#### Instructions to follow:
Reproduce the part of the San Francisco essay that begins at the words "It’s an odd" and stops after the words "bear to have.", copying it word for word.

#### Text excerpt:
##############################

San Francisco Dreamin'

It’s an odd thing, but anyone who disappears is said to be seen in San Francisco.

- Oscar Wilde


I always tell people I lived in San Francisco. I don’t mean that I had an apartment there and went to school or worked there. I never had a morning commute, nor did I meander down aisles in the grocery store. What I mean is that I lived in San Francisco. In many ways, it’s where my life began, and while maybe not in the flesh, it’s likely where it will end — in my heart at least. A part of me belongs to The City in a way that not even I can understand. It’s a calling, a longing, nostalgia for my past, and nostalgia for a time before I was alive. It’s a dream of the future I desire and a future I couldn’t bear to have.

Do you remember your first love? I mean the one from your youth that really isn’t true love at all but is all-consuming. Your heart skips a beat when they glance in your direction; you can’t think about anything but them. Your friends tire of your stories when all you can do is talk about them. You can’t imagine a life without them, and you’re absolutely sure that you’ll die if you can’t be together. I remember mine. I was a sheltered youth growing up in Los Angeles, and Thom managed to introduce me to the nostalgia of the 60s and the hippie movement that shaped my formative years. We had a five-year barely-on-again-very-off-again drama-filled relationship that solidified my love for music, adventure, and The City by The Bay.

Thom convinced me to do many things, including jumping the fence to skip school and hitting up the Head Shop across town before going to secluded parks to lay in the cool grass while the hot LA sun beat down on us. He’d read me poetry by Jim Morrison and Robert Hunter. I started frequenting a local record store to get bootleg tapes on his recommendation. All of this was unfamiliar territory for me, and I felt like an imposter when I was with these people who all seemed to know more than I did. I spent most of my time watching and trying to soak everything in. I felt like I was the first to discover some of the secret messages on The White Album and Led Zeppelin IV. I spent most of my time listening to The Doors, Pink Floyd, and The Grateful Dead and rewatching Apocalypse Now over and over again.

##############################

#### Provided information:
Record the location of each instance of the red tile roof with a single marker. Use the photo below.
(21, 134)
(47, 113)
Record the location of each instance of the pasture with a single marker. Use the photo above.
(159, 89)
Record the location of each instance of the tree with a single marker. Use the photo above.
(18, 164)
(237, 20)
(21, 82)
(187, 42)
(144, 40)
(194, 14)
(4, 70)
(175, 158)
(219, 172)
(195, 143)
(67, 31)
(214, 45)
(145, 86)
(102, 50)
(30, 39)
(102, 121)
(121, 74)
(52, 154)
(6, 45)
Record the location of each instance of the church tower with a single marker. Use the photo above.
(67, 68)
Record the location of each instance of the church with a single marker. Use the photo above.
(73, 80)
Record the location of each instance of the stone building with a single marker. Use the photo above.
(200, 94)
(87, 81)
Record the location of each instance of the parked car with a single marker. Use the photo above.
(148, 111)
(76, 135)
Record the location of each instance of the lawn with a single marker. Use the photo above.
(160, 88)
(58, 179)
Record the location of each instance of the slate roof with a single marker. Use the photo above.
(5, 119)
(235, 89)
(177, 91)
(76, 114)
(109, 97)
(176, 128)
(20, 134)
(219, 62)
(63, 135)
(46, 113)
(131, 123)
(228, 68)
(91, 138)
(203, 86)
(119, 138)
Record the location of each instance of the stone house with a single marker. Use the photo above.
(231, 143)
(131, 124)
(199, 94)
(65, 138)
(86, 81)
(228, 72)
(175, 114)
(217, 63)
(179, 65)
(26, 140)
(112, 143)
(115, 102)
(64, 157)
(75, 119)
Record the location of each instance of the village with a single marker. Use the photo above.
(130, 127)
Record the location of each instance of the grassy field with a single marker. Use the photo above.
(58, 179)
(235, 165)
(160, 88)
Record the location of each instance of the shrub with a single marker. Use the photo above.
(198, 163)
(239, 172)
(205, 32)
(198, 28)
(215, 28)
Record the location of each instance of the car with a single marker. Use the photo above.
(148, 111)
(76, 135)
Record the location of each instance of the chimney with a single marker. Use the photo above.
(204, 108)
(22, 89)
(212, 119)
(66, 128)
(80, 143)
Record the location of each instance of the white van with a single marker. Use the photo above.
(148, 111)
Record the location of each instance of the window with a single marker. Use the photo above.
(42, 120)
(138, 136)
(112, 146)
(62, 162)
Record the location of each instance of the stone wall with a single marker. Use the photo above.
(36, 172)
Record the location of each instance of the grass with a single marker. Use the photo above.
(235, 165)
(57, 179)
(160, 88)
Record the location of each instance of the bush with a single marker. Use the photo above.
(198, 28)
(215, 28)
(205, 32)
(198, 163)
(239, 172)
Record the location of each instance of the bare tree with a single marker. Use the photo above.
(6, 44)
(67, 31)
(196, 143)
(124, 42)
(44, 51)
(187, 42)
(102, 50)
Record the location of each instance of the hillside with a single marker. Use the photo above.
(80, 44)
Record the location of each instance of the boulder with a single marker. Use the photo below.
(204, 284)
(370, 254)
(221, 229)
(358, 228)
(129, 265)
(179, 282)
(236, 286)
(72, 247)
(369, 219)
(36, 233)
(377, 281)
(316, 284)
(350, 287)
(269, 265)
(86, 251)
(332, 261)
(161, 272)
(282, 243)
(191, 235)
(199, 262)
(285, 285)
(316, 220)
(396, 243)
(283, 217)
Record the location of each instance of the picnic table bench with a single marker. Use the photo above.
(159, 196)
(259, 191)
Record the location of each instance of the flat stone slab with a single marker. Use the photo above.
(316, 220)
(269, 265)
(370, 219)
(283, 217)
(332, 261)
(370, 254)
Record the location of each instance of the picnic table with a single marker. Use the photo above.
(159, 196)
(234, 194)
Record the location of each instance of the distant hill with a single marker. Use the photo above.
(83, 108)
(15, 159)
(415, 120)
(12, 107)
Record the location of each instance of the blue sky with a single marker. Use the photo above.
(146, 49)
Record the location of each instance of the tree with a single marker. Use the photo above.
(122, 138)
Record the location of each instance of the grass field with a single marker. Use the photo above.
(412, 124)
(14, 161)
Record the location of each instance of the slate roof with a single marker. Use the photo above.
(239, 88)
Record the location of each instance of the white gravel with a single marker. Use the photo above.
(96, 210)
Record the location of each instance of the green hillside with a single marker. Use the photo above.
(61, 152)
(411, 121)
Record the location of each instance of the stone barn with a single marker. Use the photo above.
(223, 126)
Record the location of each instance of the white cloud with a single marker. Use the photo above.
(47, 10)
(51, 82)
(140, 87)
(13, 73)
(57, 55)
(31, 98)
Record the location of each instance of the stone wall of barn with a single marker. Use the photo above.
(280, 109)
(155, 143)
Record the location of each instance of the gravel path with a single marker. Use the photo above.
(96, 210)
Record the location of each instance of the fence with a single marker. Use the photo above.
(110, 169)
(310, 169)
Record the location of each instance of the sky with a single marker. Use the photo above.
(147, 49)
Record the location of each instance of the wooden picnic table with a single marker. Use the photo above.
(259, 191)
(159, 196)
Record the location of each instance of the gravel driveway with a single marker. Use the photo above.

##############################

#### Result of this task:
It’s an odd thing, but anyone who disappears is said to be seen in San Francisco.

- Oscar Wilde


I always tell people I lived in San Francisco. I don’t mean that I had an apartment there and went to school or worked there. I never had a morning commute, nor did I meander down aisles in the grocery store. What I mean is that I lived in San Francisco. In many ways, it’s where my life began, and while maybe not in the flesh, it’s likely where it will end — in my heart at least. A part of me belongs to The City in a way that not even I can understand. It’s a calling, a longing, nostalgia for my past, and nostalgia for a time before I was alive. It’s a dream of the future I desire and a future I couldn’t bear to have.